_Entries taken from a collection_
********

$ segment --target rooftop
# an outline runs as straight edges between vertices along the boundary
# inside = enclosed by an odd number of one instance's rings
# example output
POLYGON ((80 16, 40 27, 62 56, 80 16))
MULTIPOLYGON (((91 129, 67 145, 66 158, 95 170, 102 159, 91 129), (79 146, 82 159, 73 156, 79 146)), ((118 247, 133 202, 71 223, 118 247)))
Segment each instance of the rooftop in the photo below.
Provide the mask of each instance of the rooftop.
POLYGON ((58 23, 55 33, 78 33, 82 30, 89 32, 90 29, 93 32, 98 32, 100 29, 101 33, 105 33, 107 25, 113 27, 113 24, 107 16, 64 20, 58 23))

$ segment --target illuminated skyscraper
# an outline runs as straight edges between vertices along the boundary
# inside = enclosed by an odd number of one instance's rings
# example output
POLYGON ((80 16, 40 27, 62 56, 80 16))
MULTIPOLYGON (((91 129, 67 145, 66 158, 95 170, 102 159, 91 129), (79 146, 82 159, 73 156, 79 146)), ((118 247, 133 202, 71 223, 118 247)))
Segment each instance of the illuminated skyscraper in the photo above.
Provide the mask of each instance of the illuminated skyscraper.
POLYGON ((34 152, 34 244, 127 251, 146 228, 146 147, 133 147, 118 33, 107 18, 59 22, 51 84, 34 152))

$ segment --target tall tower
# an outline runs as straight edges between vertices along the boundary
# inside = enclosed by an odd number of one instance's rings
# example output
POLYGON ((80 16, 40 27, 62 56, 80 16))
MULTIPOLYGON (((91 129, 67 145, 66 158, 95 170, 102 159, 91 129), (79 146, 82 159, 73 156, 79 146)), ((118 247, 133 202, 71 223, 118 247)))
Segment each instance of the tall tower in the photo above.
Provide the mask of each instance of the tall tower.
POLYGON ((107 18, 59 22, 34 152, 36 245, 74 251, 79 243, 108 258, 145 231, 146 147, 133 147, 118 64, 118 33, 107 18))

********

_The request_
Reproduce the records from their first line through the line containing "POLYGON ((58 23, 55", swapping "rooftop" for "roof" wherever it occurs and leaving everything else unchanged.

_In response_
$ segment --target roof
# an outline runs as straight edges between vertices along the boundary
# inside = enclosed by an odd number of one instance's rings
# example output
POLYGON ((80 16, 40 27, 62 56, 80 16))
MULTIPOLYGON (((91 129, 67 145, 66 158, 95 170, 102 159, 91 129), (79 146, 82 159, 73 156, 79 146)), ((118 247, 133 202, 71 223, 118 247)))
Segment each instance of the roof in the photo below.
Provide the mask of each instance of the roof.
POLYGON ((58 23, 55 33, 78 33, 82 30, 89 32, 90 29, 93 32, 98 32, 100 29, 101 33, 105 33, 107 25, 113 27, 113 24, 107 16, 64 20, 58 23))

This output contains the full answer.